§ TASKS AND EXERCISES:
A: According to the text on tilting weirs, in what year was a self-regulatory tilting weir that could be counterbalanced by floating weights patented?
B: From the text on tilting weirs, extract the passage starting with "Tilting Weir Animated" and going on through "giant neoprene bladders.".

A tilting weir or tilting gate is a movable weir that is used for raising and lowering a head of water by controlling the flow of water to a lower catchment area or drainage basin. Typically the plate or paddle of the tilting weir moves up and down in a narrow duct by titling, pivoting, or rotating on its bottom horizontal axis, which opens or closes the tilting weir, thus controlling the flow of water out of the higher drainage basin.

==Construction==
There are beamed tilting weirs and beamless tilting weirs. Beamed tilting weirs have a strut, bar, or beam across the top of the tilting weir. Beamless tilting weirs are used where the watercourse could be subject to a significant volume of debris. Small boats and canoes are able to cross a beamless weir. Tilting weirs are manufactured from galvanized mild steel, painted mild steel, stainless steel, or HDPE, and are set in channels which are likely to be reinforced with concrete.

The design of a movable weir must take into account factors such as load assessments, dynamic water pressure, wind, waves, tides, snow, ice, strength assessments of steel and concrete structures, and static and dynamic floating stability assessments.

==Operation==

Tilting Weir Animated Schematic

Small tilting weirs are usually controlled manually or with electric motors. For larger structures other methods have been employed. A self-regulatory tilting weir that could be counterbalanced by floating weights was patented in 1994. At the time of construction, the 2018 Leeds tilting weirs were unique for being raised and lower by deflating and inflating giant neoprene bladders.

§ PROVIDED DATA:
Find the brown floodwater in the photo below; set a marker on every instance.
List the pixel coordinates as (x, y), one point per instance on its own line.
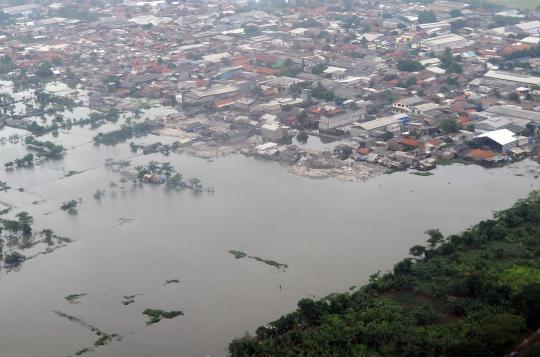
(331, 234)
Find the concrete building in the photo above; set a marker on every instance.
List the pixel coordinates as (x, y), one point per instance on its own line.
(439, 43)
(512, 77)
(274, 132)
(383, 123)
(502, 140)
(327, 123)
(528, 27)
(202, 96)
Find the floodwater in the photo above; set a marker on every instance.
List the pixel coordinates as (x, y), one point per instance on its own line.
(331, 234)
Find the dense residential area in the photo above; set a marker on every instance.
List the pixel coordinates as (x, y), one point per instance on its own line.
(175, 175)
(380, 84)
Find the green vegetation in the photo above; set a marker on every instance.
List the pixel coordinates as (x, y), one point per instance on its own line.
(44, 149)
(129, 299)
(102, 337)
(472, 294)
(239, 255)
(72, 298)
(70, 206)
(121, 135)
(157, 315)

* * *

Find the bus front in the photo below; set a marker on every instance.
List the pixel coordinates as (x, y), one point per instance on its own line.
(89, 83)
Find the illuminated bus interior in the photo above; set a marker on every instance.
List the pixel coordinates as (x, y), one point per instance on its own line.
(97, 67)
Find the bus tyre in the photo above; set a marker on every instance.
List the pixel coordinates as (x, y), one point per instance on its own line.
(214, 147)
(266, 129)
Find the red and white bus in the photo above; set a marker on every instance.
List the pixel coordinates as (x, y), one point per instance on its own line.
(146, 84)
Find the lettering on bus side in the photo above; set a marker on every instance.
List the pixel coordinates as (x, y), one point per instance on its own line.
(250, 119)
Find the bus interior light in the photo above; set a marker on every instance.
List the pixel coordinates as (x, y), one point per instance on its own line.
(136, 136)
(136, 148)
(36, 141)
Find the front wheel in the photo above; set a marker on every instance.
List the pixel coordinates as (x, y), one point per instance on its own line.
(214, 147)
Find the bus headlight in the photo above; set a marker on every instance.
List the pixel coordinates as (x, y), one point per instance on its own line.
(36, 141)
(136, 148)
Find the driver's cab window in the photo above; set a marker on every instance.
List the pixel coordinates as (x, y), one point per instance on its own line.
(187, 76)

§ SOLVED TASKS:
A: 1994

B:
Tilting Weir Animated Schematic

Small tilting weirs are usually controlled manually or with electric motors. For larger structures other methods have been employed. A self-regulatory tilting weir that could be counterbalanced by floating weights was patented in 1994. At the time of construction, the 2018 Leeds tilting weirs were unique for being raised and lower by deflating and inflating giant neoprene bladders.